I’m writing this in a grand old mansion surrounded by rolling lawns and mature trees in a beautiful part of Sydney. This house has been given by successive generations of Christians at St Bede’s to the incumbent minister and his family – currently the Macbeth clan! There is not a day when we fail to thank God for this home and remember that many will never taste such space and beauty here on earth.
I’m also conscious of the danger such a home presents – the danger of isolation from other family members and our neighbours. The more rooms we have, the greater the opportunity we have to withdraw into private space, even as a family of five. Paul D, a friend and heritage architect, has observed that the move towards homes with multiple rooms instead of largely common space is a distinctly modern Western trend. The bigger the lawns and private back-yard, the less likely we are to run into our neighbours.
The basic link between increased wealth and expanded living space is, of course, an ancient phenomena. I have walked through huge castles and estate homes in Europe with rooms that were never occupied. Last Wednesday we drove past a building site where one of Sydney’s wealthiest men is either demolishing or incorporating neighbouring properties he has bought in order to make them all into one home.
My question is this: Does the desire for more money and a bigger home carry within it a subtle or open desire to withdraw from the the uneven, challenging and costly reality of relationships with others – even others within our own family?
In The Great Divorce, C.S.Lewis’ portrait of Hell is a grey, bland endlessly expanding city where everone moves further and further away from each other. One of the searing criticisms God made of the wealthy class in Jerusalem was their tendency to create massive private estates at the cost of other’s land and homes. Isaiah 5:8,9 says this:
Woe to you who add house to house, and join field to field, till no space is left and you live alone in the land. The Lord Almighty has declared in my hearing: “Surely the great houses will become desolate, the fine mansions left without occupants….”

Exercise inputs »

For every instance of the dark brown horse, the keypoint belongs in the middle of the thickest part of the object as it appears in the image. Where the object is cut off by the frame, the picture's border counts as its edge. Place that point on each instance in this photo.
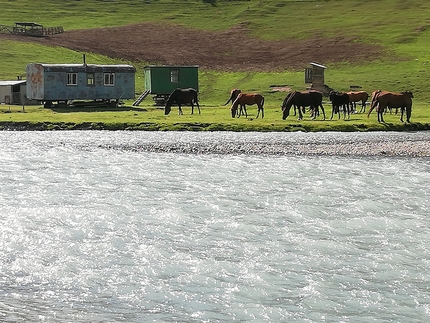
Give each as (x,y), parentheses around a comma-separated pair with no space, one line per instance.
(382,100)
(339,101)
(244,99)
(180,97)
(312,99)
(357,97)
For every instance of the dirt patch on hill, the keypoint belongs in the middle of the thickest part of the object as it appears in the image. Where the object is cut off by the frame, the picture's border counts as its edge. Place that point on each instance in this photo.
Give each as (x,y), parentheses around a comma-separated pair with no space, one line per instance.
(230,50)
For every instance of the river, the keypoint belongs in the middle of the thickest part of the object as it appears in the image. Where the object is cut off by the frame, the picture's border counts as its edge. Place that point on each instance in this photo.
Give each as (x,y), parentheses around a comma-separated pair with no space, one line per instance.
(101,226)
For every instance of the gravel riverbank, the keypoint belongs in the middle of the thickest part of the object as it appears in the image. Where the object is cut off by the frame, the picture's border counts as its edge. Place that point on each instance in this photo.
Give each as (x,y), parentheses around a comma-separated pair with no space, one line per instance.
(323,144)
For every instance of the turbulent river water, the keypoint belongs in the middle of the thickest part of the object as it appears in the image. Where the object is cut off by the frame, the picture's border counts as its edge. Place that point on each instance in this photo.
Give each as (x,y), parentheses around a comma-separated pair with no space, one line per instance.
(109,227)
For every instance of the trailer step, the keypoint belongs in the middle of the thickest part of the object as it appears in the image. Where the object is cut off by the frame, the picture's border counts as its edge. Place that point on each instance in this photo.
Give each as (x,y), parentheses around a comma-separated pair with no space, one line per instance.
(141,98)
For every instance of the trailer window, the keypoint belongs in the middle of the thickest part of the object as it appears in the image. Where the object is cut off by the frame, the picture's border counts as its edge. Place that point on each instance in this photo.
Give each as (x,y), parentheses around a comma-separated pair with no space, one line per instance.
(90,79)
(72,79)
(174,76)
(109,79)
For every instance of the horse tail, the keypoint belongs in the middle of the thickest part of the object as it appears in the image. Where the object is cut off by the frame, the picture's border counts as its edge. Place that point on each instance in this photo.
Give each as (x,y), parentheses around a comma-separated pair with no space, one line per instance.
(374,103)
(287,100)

Problem set »
1. Please render the rows as a Markdown table with the columns Index and Line, numbering each line and leaving out blank lines. Begin at the line that has "For every instance of the trailer step, the" and stop after the last of the rows.
2. Carry the essay on large homes and isolation forward from its final sentence.
The essay on large homes and isolation has no connection to the rows.

Answers by task »
1.
| Index | Line |
|---|---|
| 1 | For every instance of the trailer step, the keypoint belongs in the middle of the thickest part of the object as it appears in the image. Where the object is cut off by the frame, the picture's border counts as its edge. Place that point on each instance in this photo. |
| 2 | Give each as (x,y), parentheses around a comma-separated pair with no space, one line per instance. |
| 3 | (141,98) |
| 4 | For every instance of the trailer window, the keypoint belongs in the middle of the thickest part of the object as it appears in the image. Where the object is cut off by the frame, the picture's border counts as its edge. Place that point on each instance in this photo. |
| 5 | Give each as (x,y), parentheses around a comma-separated pair with no space, one line per instance. |
| 6 | (90,79) |
| 7 | (72,79) |
| 8 | (174,76) |
| 9 | (109,79) |
| 10 | For every instance of the horse tail, the keypoint belongs in the middle of the thickest part of the object as it appears in the image. Where the object is cut off by the frame, the picture's border counts as its edge. Place that point on each instance in this photo. |
| 11 | Give each as (x,y), parentheses around a comma-separated pair with no space, one line per instance. |
| 12 | (374,103) |
| 13 | (287,100) |

2.
This refers to a particular moment in history and God’s particular judgement on their empty religiosity, but John Oswalt makes the brilliant observation on this passage that ‘covetousness is always self-defeating in the final analysis. To acquire is to lose, to give is to get…So the great houses that were built after all the smaller ones were bought and razed will themselves be abandoned and desolate. Nor does there need to be some historical or political upheaval to cause this. How many of the world’s great castles and mansions have been lived in for any appreciable time? They are simply too pretentious to be borne. By their very immensity they reduce their owners to beetles scuttling about inside them. So they shortly become museums, monuments to human acquisitiveness, and thus under the ban of God’. (John N. Oswalt – The Book Of Isaiah, Chapters 1-39, TNICOT, p159)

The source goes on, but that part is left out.